→ **Required task**
Repeat exactly the lines that run from the one containing "of the dirt" to the end of the data, and leave out all others.

(Position annotation records)
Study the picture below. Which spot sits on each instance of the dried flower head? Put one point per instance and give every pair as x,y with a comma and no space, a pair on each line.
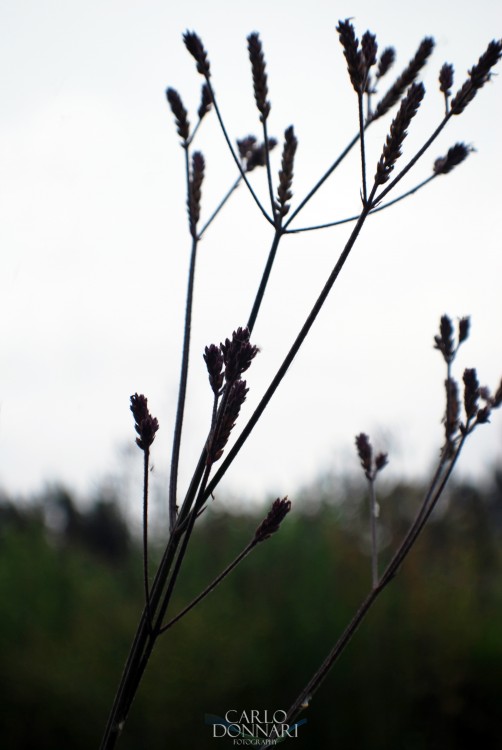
455,156
452,412
284,193
381,460
218,440
274,518
365,452
369,50
398,131
406,78
464,325
444,341
237,354
252,154
350,44
213,358
145,425
257,59
194,45
479,74
446,79
195,191
471,392
386,61
179,112
205,101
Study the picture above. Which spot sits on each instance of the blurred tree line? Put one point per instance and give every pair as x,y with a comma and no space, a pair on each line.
423,671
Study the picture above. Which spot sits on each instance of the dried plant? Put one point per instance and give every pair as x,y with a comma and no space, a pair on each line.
227,362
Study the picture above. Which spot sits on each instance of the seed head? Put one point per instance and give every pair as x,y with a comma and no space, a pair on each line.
257,59
284,193
179,112
479,74
455,156
406,78
194,45
145,425
273,519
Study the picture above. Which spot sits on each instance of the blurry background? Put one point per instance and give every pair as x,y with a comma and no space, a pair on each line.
94,262
95,245
423,671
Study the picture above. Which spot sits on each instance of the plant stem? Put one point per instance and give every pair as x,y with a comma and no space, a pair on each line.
173,481
211,586
374,549
146,457
356,216
361,138
290,356
323,179
220,206
406,545
264,280
234,155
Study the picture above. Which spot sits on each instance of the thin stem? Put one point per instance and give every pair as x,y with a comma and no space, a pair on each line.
323,179
373,210
414,160
234,155
264,280
269,170
173,481
220,206
134,666
211,586
289,357
146,472
374,549
368,602
361,138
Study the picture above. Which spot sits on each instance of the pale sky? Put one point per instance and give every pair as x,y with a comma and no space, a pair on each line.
94,246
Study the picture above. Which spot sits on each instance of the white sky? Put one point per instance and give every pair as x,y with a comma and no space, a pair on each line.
94,247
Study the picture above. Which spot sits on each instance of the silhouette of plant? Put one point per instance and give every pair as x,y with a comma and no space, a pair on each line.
228,361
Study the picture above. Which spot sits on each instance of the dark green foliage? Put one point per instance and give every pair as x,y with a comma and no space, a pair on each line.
421,671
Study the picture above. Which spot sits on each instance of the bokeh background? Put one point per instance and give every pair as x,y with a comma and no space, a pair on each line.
94,253
95,246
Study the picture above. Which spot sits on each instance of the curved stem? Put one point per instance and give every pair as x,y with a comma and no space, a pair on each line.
220,206
145,533
323,179
211,586
269,171
290,356
173,480
429,502
373,210
264,280
414,160
363,155
234,155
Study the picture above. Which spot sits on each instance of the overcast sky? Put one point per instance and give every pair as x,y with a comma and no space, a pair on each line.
94,245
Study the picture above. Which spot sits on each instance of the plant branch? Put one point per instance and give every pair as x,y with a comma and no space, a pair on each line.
264,280
220,206
234,155
356,216
429,502
361,139
211,586
290,356
182,389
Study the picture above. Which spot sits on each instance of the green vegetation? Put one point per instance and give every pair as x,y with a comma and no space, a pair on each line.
422,672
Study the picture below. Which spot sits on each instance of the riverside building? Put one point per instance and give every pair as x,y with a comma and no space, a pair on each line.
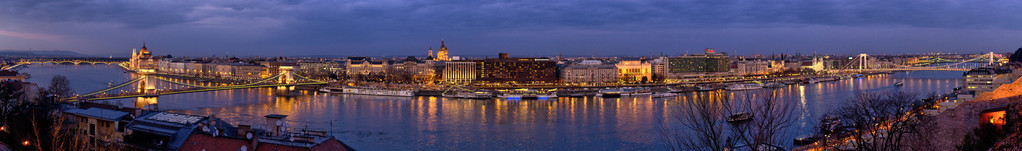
708,64
519,70
459,71
589,71
634,70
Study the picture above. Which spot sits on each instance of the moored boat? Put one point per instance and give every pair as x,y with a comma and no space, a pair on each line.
663,94
740,87
806,140
774,85
610,93
740,117
705,88
377,91
470,95
527,94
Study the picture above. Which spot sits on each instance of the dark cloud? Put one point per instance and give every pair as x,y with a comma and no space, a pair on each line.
401,26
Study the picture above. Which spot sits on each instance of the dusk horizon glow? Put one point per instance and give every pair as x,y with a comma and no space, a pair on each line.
297,28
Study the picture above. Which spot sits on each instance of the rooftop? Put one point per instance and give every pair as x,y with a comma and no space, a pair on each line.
95,112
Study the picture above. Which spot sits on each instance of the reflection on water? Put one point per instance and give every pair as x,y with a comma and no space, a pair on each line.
373,122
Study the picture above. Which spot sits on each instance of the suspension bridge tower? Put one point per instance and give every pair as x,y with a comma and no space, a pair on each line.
991,58
147,89
862,61
286,80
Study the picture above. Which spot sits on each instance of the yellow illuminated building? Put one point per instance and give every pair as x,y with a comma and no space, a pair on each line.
634,70
442,54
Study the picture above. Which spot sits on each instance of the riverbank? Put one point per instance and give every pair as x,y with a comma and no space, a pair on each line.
950,127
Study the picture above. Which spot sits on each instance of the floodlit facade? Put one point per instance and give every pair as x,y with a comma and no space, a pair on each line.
589,72
634,70
459,71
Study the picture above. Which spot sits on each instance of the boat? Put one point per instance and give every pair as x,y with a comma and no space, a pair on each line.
775,85
469,95
740,117
741,87
377,91
830,124
527,94
636,92
663,94
811,81
704,88
576,93
610,93
806,140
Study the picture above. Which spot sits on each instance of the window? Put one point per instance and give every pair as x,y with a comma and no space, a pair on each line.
92,130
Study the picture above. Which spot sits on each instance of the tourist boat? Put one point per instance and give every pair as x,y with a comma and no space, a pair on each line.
806,140
828,79
704,88
377,91
527,94
576,93
469,95
741,87
610,93
774,85
813,81
330,90
663,94
830,124
740,117
636,92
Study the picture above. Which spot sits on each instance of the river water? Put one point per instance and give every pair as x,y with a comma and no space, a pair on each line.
372,122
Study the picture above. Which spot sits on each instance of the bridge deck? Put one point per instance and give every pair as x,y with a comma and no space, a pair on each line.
172,92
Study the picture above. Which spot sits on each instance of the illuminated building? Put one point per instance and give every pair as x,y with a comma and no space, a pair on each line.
659,68
985,80
430,55
364,66
589,71
459,71
634,70
442,54
142,59
318,69
707,62
522,70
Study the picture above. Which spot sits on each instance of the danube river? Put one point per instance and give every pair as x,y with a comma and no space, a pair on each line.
371,122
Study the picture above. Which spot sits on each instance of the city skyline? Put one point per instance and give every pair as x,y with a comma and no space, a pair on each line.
528,28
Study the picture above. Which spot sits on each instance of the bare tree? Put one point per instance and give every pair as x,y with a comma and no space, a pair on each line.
60,87
50,128
705,119
772,114
880,120
10,93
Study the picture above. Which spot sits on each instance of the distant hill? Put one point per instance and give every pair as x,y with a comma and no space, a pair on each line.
41,53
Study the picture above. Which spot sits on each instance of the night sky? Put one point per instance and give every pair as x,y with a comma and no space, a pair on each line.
529,28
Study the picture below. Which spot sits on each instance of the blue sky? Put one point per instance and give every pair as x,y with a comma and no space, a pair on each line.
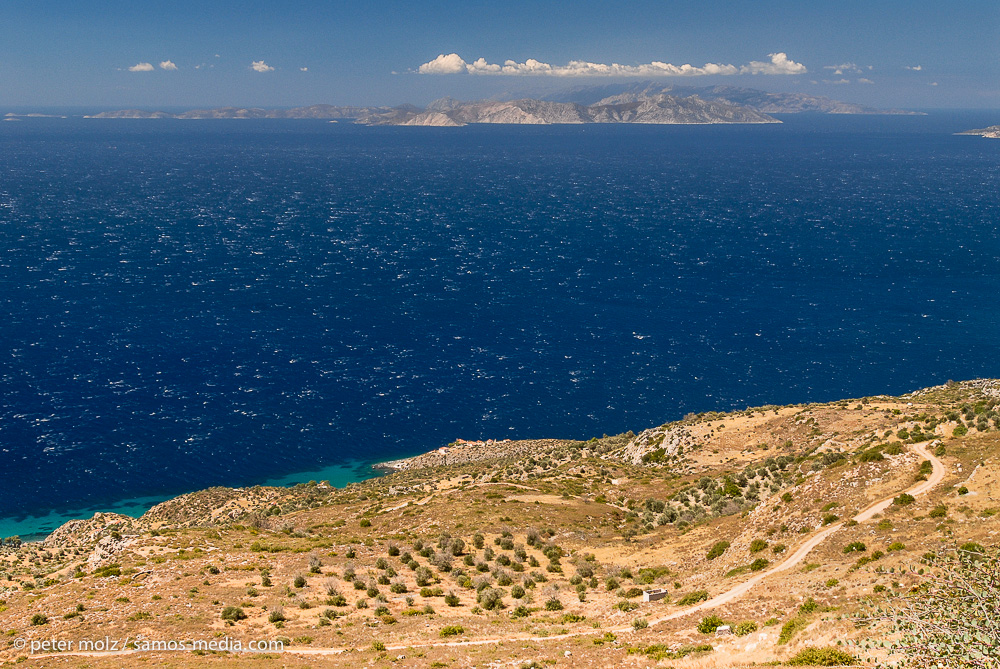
904,54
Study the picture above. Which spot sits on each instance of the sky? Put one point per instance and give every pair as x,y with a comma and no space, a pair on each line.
179,54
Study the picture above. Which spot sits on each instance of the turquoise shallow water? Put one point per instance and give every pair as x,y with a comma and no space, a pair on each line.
193,304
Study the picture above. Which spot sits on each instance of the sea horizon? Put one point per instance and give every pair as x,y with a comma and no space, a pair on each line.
260,302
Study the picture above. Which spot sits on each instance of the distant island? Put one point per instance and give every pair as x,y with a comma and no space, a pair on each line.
992,132
640,103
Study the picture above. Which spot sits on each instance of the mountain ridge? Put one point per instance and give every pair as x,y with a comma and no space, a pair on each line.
645,102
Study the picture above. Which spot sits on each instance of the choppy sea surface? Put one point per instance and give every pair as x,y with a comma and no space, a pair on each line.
196,303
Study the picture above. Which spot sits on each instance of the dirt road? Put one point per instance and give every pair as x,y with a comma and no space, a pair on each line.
730,595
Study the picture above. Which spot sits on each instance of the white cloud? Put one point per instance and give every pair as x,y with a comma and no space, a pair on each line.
780,64
844,67
450,64
454,64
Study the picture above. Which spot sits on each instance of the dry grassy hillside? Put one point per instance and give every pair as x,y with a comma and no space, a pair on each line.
534,553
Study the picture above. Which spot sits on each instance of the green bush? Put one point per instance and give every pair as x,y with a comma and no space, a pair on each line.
709,624
871,455
452,630
553,604
233,613
717,549
693,598
904,499
822,657
939,511
789,629
808,606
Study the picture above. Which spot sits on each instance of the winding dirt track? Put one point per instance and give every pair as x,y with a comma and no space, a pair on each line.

→ **Solution for this exercise**
Study the picture above. Which spot sits on each instance of the dirt road? Put one point per instance and give every pair as x,y with a comma and no space, a pair on each line.
730,595
Study the picture above. Which spot sits on each instance of the white cloud? Put one point per instance and give every pair as x,y with a comma and no space, a pair on each line.
780,64
844,67
450,64
454,64
Study the picture above. Which spot sits on each instance of the dry grassy hillside? Put one point per instance and give every pair as x,y with a comma and no space, a pair on each line.
534,553
Study the picture above. Which spot sits on each instance of the green bush? Put one point per instance and give every pair as x,y with a comma and no space, a pair on each line.
709,624
871,455
452,630
553,604
233,613
717,549
693,598
904,499
822,657
939,511
789,629
808,606
Study the picture above. Which spot sits on each instance of the winding dirt track? Put one point per instance and give every pair as x,y with a comma and no space, a pair on each line.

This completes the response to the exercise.